— start of Task material —

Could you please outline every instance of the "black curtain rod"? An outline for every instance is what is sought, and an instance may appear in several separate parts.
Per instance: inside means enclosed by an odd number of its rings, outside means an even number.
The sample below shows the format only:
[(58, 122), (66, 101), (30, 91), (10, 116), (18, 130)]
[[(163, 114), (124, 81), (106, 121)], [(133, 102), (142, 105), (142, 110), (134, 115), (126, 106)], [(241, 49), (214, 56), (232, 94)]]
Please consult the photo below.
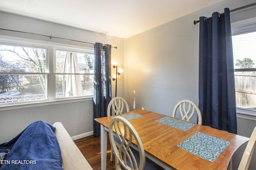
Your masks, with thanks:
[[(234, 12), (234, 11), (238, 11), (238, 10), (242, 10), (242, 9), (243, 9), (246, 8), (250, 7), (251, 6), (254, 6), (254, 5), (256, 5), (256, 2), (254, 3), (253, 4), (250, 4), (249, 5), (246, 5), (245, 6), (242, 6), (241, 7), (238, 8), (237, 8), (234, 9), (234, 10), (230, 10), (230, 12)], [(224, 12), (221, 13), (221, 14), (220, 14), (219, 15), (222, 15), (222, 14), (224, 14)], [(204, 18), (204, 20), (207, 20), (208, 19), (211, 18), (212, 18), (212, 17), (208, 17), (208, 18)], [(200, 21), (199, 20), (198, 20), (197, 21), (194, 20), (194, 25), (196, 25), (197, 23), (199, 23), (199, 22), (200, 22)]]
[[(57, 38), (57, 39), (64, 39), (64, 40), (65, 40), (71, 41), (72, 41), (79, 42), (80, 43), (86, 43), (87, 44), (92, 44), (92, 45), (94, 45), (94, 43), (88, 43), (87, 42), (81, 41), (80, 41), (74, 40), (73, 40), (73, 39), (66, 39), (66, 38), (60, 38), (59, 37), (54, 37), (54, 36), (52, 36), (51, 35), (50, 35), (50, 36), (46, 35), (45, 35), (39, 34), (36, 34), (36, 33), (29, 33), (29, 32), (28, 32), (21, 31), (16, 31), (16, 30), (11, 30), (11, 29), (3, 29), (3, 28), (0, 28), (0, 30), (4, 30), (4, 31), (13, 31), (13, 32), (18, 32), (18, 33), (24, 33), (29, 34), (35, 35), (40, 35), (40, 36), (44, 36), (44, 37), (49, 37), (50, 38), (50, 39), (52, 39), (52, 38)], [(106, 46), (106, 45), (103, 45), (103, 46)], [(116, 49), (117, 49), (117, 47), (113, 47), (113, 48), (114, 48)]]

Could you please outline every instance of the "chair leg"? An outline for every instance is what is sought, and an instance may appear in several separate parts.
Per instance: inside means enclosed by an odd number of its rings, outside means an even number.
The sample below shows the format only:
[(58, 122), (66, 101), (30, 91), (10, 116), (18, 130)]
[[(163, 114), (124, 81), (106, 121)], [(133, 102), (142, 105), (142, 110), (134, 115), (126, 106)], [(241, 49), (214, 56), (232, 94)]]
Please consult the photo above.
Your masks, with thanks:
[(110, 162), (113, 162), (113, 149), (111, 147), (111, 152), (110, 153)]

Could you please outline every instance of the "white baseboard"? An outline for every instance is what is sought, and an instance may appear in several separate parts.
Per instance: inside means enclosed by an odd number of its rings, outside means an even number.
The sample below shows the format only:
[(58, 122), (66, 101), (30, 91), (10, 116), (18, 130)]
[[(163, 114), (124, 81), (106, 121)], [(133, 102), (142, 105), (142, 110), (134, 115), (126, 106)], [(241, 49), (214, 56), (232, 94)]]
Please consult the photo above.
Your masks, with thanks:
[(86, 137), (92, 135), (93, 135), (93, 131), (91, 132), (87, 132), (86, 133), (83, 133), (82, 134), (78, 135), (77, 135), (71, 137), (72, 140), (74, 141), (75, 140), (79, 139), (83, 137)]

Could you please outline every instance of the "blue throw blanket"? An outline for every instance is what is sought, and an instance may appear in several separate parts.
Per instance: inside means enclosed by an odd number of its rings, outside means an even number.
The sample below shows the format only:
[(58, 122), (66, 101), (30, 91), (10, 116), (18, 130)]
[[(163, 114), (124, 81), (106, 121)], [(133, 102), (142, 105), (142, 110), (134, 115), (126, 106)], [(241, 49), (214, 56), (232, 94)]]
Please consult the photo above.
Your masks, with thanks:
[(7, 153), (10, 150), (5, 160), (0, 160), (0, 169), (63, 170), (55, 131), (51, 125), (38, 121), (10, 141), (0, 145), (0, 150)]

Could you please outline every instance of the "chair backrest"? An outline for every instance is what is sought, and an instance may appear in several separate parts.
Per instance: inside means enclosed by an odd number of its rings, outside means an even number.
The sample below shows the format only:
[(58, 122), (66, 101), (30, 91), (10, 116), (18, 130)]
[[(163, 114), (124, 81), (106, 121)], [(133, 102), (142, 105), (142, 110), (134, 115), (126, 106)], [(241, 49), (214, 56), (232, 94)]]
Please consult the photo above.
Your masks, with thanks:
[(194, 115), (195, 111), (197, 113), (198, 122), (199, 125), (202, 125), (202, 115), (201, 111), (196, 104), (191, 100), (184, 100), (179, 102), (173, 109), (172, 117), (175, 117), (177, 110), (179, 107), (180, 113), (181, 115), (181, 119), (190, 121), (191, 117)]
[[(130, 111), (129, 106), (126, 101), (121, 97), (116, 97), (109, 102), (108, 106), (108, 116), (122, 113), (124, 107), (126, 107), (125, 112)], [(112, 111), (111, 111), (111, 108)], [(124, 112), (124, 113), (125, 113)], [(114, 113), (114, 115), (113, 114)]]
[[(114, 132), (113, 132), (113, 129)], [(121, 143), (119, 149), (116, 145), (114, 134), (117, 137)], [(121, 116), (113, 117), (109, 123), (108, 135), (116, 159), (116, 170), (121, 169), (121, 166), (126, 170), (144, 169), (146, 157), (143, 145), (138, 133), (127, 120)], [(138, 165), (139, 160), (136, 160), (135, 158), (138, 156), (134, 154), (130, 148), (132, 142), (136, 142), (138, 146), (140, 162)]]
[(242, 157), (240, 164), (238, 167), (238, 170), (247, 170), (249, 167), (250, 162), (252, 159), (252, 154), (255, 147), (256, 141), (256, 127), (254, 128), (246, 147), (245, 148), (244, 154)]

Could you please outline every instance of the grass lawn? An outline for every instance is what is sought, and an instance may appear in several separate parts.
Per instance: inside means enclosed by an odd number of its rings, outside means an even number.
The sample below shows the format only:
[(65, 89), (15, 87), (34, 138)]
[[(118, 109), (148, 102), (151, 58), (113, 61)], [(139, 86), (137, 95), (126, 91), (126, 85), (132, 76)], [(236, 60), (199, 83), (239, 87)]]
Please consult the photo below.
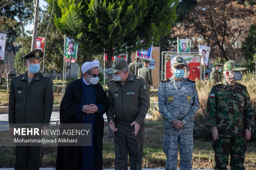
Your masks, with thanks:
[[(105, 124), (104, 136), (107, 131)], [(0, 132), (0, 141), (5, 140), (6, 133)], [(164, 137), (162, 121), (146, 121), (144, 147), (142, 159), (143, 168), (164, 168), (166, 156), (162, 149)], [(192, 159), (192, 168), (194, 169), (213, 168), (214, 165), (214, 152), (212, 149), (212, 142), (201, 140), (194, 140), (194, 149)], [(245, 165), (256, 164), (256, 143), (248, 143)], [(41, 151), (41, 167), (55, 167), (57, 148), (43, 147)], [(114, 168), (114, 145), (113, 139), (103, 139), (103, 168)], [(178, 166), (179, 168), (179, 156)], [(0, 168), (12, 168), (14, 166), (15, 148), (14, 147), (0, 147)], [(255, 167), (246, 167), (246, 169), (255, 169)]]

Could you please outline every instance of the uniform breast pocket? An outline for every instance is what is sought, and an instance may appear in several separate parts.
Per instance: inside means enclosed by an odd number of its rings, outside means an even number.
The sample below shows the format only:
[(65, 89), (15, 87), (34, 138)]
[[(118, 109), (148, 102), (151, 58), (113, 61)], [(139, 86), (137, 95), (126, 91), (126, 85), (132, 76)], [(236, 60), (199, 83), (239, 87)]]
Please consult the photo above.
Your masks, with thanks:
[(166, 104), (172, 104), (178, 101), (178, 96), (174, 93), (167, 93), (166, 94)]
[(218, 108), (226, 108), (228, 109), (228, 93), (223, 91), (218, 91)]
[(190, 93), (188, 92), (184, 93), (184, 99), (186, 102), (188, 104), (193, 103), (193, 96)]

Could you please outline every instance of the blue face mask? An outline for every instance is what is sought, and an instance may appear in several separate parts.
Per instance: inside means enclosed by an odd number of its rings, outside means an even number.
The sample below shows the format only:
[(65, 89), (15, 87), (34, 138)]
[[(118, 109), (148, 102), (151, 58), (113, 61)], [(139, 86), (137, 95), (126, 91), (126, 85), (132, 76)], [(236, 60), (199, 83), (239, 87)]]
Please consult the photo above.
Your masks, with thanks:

— end of Task material —

Problem requirements:
In the listing, from the line containing "Could you please outline every instance of the blue" to the end of the listing, change "blue face mask" to "red face mask" and leave everything else as it is. Give back only those lines.

Written response:
Could you please outline every instance of the red face mask? An outline for every instance is what is sought, and an instance may appear in several separate parts.
Per instance: inside means enclosed by an odd number of its rings, outside means an even number.
The sample below shows the format only:
[(65, 89), (15, 87), (34, 138)]
[[(118, 109), (148, 102), (151, 58), (113, 61)], [(139, 86), (137, 95), (126, 91), (126, 85), (132, 76)], [(236, 60), (199, 83), (239, 87)]]
Please consult the photo above.
Your masks, with thanks:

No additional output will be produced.